Exercise text:
◇ ◇ ◇
Nanoscale 3D Printer Now Commercially Available

kkleiner writes "Now the field of 3D printing has advanced so far that a company called Nanoscribe is offering one of the first commercially available 3D printers for the nanoscale. Nanoscribe's machine can produce tiny 3D printed objects that are only the width of a single human hair. Amazingly this includes 3D printed objects such as spaceships, micro needles, or even the empire state building."

Amazing technology but micro, not nano.

[John+Hasler]

n/t

Re:Amazing technology but micro, not nano.

[ThePeices]

so 30nm resolution is not nano scale enough for you?

Re:Amazing technology but micro, not nano.

[John+Hasler]

> so 30nm resolution is not nano scale enough for you?

That's 3% at one micron: barely adequate for devices with minimum dimensions of one micron and up. For nanoscale devices you need one nanometer or better.

Look at the examples. They're all dimensioned in the tens to hundreds of microns.

Re:Amazing technology but micro, not nano.

[Vitriol+Angst]

I get your point, but I think you and Slashdot have to come to terms with the fact that "nano" is now buzz-word compliant. It's like how "Sanitation Engineer" started making everyone an engineer.

"Nano" actually now means "small" to the press. I'm sorry it isn't technically correct, but you are going to have to get used to it.

Now, I've got some bad news to tell you about "quantum" as well...

Re:Amazing technology but micro, not nano.

[hairyfish]

"Nano" actually now means "small" to the press. I'm sorry it isn't technically correct, but you are going to have to get used to it.

No we're not. I can accept this interpretation in the local rag, but Slashdot's target audience is smart people (apparently). We should be sticking to technically accurate terminology at all times.

Re:Amazing technology but micro, not nano.

"Nano" is considered sub 100 nm in any one spatial dimension, as defined by government funding agencies.

If that happens to mean anything to you :D

Re:Amazing technology but micro, not nano.

[dissy]

It's a bit of a long read, but (IMHO) one of the best sources on the matter is Engines of Creation by Eric Drexler.

He describes the very concept of nanotechnology, defines it as well as much philosophy around it, with plenty of examples of thing that can be done once manufacturing on this scale is achieved.
◇ ◇ ◇
Records supplied:

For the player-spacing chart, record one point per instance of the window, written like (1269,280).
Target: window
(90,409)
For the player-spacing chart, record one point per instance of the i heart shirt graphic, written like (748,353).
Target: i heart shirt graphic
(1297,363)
◇ ◇ ◇
Work order 1:
Answer these questions from the nanoscale 3D printer thread:
(a) Which company is named as offering one of the first commercially available nanoscale 3D printers?
(b) What resolution does the poster ThePeices cite?
(c) According to the reply that refers to government funding agencies, what size counts as "nano"?
Work order 2: Write what comes next in the nanoscale 3D printer thread, starting after its final sentence.
The data are separate material and are not part of the nanoscale 3D printer thread.

Result 1:
(a) Nanoscribe.
(b) 30nm.
(c) Sub 100 nm in any one spatial dimension.

Result 2:
Such machines do technically already exist, such as the ribosome. Once a similar machine is created that is under complete human control pragmatically, it will be a world altering event.

If you think of the process of a cell performing its work, dividing, assembling its programmed structure, and eventually creating something on the macro scale like a whale or elephant - then you are thinking on the right scale.

The 3D printer referenced in the article is not yet able to produce structures at this scale, let alone functional machines at this scale.
At best it might be one step on the path towards true nanotechnology, as smaller tools build smaller tools and so on.

Some additional material on the subject that found recently was on youtube under productive nanosystems
While this is purely an artists rendering, one video I happened upon that really brings home the scale factor is their nano-factory video.

This is what most people are referring to when using the term nanotechnology.

Re:Amazing technology but micro, not nano.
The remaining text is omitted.